> Verilen alıntı
== == ==

Jerry Lewis, beraber sahne aldıkları 10 yıl boyunca, iş başında içtiğini hiç görmediğini ve sahnede elinde taşıdığı kadehin elma suyu ile dolu olduğunda ısrarcıdır. Dean Martin’in çocukları da aynı şeyi söylerler. Sahnede Dean Martin sadece elma suyu içer. Evde arkadaşlarıyla içmeyi çok sever ama çocuklar babalarını hiç sarhoş görmediklerini söylerler. Yıllarca Las Vegas’ta Dean Martin ile aynı kulüpte çalışmış pek çok kişi, Jerry Lewis’in hikayesini doğrular. Dean sahnede asla gerçek içki içmez!

Sahnede çakırkeyf tavırları ile şarkı söylemesinin, komedyen kimliğini ortaya koymasına (daha rahat espri yapabilmesine) izin verdiği gerçeğinden yola çıkarak pek çokları için bu “çakırkeyflik” sahne şovunun bir parçasıdır. Sahneye elinde bir kadeh içki ve sigara ile çıkıp, saçmalamadan, kaybolmadan yıllarca başarıyla sürdürülmüş bir performansın mimarıdır. Dino’nun deyimiyle, bu performansı sürdürebilmek için en azından sağ yarısının sürekli ayık olması gerekir…

40 yıllık dostu Frank Sinatra ise şöyle söyler: “Eğer alkol içme olimpiyat takımı kurulacak olsaydı Dino o takımın baş antrenörü olurdu”

Jerry Lewis ile yollarını ayırdıktan sonra bir süre tek başına sahne alır. Ancak daha sonra Frank Sinatra ve Sammy Davis Jr ile birlikte 1960’lı yıllarda ikinci yükseliş zamanını yaşayan Rat Pack grubunda yer alır. Rat Pack döneminde Sammy Davis Jr ve Sinatra ile “suç ortağı” olarak görür kendisini. Sahnede içmezler ama bazı akşamlar kişi başı iki şişe viski içtiklerini de aktarırlar. Hatta Dino bu geceleri anlatırken sürekli içmenin artık rutinleştiğinden de bahisle şöyle der: “Viski içtiğim söyleniyor. Doğru değil!. Artık viski içmiyorum. Viskiyi dondurup şeker taneleri gibi yemek daha iyi geliyor.”

Dino & Viski

Frank Sinatra hayatı boyunca Jack Daniel’s hayranıydı. Jack Daniel’s Old No7 ve Sinatra birbirinden ayrı düşünülemeyen iki büyük ikon. Nitekim Frank Sinatra öldüğünde yanına bir şişe Jack Daniels Old No 7 ve bir paket de Camel bırakılır. Sinatra’nın kendi tarifi şöyledir. Bir duble Jack Daniel’s, biraz su ve üç küçük buz. Ben bu tip tariflere “sulu sepken viski kokteyli” diyorum.  Dean Martin’in en sevdiği viski önce White & MacKay sonraları J&B Rare’dir. Soda ile karıştırmaktan hoşlanırmış.

== == ==

> Yapılacak işler
1. Dean Martin'le ilgili metne göre Frank Sinatra öldüğünde yanına neler bırakılır?
2. Dean Martin'le ilgili metinde "Dino & Viski" ile "ile karıştırmaktan hoşlanırmış." arasındaki bölümü, bu iki ifade de dahil olmak üzere aynen tekrarla.

> Verilen malzeme
== == ==

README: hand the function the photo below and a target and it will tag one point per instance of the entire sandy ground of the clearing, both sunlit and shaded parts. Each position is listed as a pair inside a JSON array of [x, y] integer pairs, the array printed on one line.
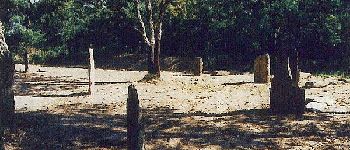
[[182, 112]]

== == ==

> Sorunların çözümleri
1. Bir şişe Jack Daniels Old No 7 ve bir paket Camel.

2.
Dino & Viski

Frank Sinatra hayatı boyunca Jack Daniel’s hayranıydı. Jack Daniel’s Old No7 ve Sinatra birbirinden ayrı düşünülemeyen iki büyük ikon. Nitekim Frank Sinatra öldüğünde yanına bir şişe Jack Daniels Old No 7 ve bir paket de Camel bırakılır. Sinatra’nın kendi tarifi şöyledir. Bir duble Jack Daniel’s, biraz su ve üç küçük buz. Ben bu tip tariflere “sulu sepken viski kokteyli” diyorum.  Dean Martin’in en sevdiği viski önce White & MacKay sonraları J&B Rare’dir. Soda ile karıştırmaktan hoşlanırmış.